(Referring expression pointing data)
════════════════

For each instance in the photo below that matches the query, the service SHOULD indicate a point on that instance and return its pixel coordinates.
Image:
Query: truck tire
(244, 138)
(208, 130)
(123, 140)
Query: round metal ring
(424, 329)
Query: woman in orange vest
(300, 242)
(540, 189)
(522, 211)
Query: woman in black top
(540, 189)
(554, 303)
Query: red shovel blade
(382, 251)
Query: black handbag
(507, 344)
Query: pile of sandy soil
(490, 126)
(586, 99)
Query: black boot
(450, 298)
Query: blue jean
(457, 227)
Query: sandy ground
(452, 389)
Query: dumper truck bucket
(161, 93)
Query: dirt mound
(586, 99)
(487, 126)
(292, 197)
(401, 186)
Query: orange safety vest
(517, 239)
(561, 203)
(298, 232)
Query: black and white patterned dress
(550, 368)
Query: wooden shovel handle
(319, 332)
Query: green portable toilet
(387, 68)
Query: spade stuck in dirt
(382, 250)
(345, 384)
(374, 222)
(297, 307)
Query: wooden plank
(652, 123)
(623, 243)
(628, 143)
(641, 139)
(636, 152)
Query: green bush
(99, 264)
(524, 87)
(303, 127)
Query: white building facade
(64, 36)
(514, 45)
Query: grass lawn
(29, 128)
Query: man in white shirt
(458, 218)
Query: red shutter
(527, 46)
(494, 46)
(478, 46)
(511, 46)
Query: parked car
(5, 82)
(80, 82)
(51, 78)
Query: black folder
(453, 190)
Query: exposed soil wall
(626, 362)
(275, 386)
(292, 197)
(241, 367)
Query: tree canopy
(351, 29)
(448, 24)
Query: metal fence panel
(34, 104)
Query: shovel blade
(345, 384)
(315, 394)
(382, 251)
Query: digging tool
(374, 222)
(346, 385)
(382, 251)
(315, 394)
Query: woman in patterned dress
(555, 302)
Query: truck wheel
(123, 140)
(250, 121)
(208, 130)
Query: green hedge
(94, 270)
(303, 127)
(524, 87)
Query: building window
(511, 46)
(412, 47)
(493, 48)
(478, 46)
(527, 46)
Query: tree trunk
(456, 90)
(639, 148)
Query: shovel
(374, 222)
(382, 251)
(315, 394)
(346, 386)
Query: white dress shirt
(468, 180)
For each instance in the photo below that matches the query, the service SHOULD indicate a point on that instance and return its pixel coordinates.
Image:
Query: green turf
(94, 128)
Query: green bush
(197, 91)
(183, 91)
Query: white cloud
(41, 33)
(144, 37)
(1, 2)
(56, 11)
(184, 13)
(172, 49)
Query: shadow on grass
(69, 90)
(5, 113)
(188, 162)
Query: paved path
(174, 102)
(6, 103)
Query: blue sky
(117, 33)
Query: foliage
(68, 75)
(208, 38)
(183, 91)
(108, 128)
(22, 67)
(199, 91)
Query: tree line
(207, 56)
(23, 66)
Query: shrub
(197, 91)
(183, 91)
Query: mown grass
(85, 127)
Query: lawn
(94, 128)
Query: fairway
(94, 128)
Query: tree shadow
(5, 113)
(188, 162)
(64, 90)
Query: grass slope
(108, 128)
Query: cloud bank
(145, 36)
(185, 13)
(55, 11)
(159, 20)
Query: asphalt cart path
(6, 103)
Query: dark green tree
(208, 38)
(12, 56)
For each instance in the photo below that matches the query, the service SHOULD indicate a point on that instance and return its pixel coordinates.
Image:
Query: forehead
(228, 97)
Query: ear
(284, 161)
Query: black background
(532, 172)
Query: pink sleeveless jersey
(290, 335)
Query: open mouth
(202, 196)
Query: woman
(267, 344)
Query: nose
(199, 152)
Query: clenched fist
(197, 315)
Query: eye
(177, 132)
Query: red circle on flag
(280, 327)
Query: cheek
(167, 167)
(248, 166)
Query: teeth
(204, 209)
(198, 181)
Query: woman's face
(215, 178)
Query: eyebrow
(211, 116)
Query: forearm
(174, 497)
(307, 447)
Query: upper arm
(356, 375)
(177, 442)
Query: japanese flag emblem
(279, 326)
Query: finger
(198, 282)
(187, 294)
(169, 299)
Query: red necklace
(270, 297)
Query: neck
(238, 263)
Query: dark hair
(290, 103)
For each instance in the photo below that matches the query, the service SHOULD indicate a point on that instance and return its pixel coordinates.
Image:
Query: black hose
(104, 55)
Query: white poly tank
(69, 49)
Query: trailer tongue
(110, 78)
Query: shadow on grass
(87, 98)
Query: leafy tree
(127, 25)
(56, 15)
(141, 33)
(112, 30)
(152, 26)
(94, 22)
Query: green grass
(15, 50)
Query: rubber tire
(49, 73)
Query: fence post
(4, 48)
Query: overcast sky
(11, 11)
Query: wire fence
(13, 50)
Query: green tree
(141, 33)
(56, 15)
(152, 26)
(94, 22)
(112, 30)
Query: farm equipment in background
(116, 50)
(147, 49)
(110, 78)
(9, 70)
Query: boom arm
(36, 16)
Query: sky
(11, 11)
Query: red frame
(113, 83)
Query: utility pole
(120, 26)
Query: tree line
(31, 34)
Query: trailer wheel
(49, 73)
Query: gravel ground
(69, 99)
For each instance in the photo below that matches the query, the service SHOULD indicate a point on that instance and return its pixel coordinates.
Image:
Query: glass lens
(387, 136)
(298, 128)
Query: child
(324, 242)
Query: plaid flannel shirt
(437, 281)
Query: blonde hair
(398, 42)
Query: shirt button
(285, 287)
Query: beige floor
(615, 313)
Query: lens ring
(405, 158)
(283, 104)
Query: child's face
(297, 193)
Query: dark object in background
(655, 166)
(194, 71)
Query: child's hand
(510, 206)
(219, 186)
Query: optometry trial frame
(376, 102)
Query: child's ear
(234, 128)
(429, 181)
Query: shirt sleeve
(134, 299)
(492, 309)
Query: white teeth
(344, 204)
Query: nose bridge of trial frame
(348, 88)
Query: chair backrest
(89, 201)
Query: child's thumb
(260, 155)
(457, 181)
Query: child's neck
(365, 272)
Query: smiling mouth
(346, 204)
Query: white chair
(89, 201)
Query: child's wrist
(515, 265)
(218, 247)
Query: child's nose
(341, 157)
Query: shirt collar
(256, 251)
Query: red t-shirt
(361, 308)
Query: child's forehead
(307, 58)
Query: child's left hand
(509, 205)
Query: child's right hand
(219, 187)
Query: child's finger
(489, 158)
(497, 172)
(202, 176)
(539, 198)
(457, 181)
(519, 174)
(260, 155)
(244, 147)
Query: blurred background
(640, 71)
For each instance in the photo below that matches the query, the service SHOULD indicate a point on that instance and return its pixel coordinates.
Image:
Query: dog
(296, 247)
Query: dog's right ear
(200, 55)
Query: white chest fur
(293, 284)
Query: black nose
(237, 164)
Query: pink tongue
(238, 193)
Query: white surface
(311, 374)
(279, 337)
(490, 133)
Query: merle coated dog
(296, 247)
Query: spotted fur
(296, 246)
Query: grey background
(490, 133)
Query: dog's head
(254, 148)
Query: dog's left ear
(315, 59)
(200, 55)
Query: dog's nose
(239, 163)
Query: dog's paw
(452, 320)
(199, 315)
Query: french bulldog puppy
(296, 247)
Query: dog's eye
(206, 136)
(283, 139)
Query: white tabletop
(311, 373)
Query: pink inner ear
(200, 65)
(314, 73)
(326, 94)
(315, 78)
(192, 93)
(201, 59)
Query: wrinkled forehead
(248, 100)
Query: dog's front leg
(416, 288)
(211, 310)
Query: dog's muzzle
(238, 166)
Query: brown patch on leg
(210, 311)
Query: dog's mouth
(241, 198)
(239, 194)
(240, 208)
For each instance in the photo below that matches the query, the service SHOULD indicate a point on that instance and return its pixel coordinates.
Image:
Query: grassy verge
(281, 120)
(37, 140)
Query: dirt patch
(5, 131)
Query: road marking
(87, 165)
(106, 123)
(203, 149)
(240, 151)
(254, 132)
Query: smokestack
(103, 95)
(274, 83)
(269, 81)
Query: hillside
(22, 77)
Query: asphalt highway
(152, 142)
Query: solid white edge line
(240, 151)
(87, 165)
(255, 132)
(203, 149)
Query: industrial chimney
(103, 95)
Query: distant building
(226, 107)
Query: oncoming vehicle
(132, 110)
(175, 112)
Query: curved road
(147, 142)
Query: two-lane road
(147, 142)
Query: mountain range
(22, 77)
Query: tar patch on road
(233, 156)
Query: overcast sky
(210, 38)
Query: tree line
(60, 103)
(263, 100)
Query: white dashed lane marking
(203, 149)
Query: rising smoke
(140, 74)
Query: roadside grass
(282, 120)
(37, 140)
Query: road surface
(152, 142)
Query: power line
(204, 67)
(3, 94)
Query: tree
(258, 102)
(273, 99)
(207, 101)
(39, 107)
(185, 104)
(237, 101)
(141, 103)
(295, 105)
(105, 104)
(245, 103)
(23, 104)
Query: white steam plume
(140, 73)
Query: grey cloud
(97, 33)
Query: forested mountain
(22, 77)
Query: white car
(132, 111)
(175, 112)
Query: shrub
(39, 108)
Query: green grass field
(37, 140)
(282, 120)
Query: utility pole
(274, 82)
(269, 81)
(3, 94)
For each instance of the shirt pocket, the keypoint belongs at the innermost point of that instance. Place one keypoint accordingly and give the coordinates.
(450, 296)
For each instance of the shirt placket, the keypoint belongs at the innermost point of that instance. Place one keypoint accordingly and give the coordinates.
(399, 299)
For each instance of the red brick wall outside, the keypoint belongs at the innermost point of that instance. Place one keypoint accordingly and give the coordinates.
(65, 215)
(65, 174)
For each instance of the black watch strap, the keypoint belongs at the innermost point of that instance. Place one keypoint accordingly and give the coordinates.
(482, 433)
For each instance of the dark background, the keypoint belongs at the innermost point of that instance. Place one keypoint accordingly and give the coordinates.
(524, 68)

════════════════

Work required:
Beginning with the line that contains "Query: mountain range", write out every line through the end of the entries above, exactly.

Response below:
Query: mountain range
(22, 77)
Query: tar patch on road
(233, 156)
Query: overcast sky
(210, 38)
Query: tree line
(60, 103)
(263, 100)
Query: white dashed lane marking
(203, 149)
Query: rising smoke
(140, 74)
Query: roadside grass
(282, 120)
(37, 140)
Query: road surface
(152, 142)
Query: power line
(204, 67)
(3, 94)
Query: tree
(258, 102)
(273, 99)
(207, 101)
(39, 107)
(185, 104)
(237, 101)
(141, 103)
(295, 105)
(105, 104)
(245, 103)
(23, 104)
Query: white steam plume
(140, 73)
Query: grey cloud
(97, 33)
Query: forested mountain
(22, 77)
Query: white car
(132, 111)
(175, 112)
Query: shrub
(39, 108)
Query: green grass field
(37, 140)
(282, 120)
Query: utility pole
(274, 82)
(269, 81)
(3, 94)
For each instance of the shirt pocket, the keypoint belongs at the innermost point of that instance. Place one keypoint accordingly and give the coordinates.
(450, 296)
For each instance of the shirt placket, the keypoint belongs at the innermost point of that instance. Place one keypoint accordingly and give the coordinates.
(399, 299)
For each instance of the red brick wall outside, the keypoint belongs at the innermost point of that instance. Place one keypoint accordingly and give the coordinates.
(65, 215)
(65, 174)
For each instance of the black watch strap, the keypoint belongs at the innermost point of that instance. Place one keypoint accordingly and give the coordinates.
(482, 433)
For each instance of the dark background, the keypoint belongs at the innermost point of that instance. Place one keypoint accordingly and give the coordinates.
(524, 68)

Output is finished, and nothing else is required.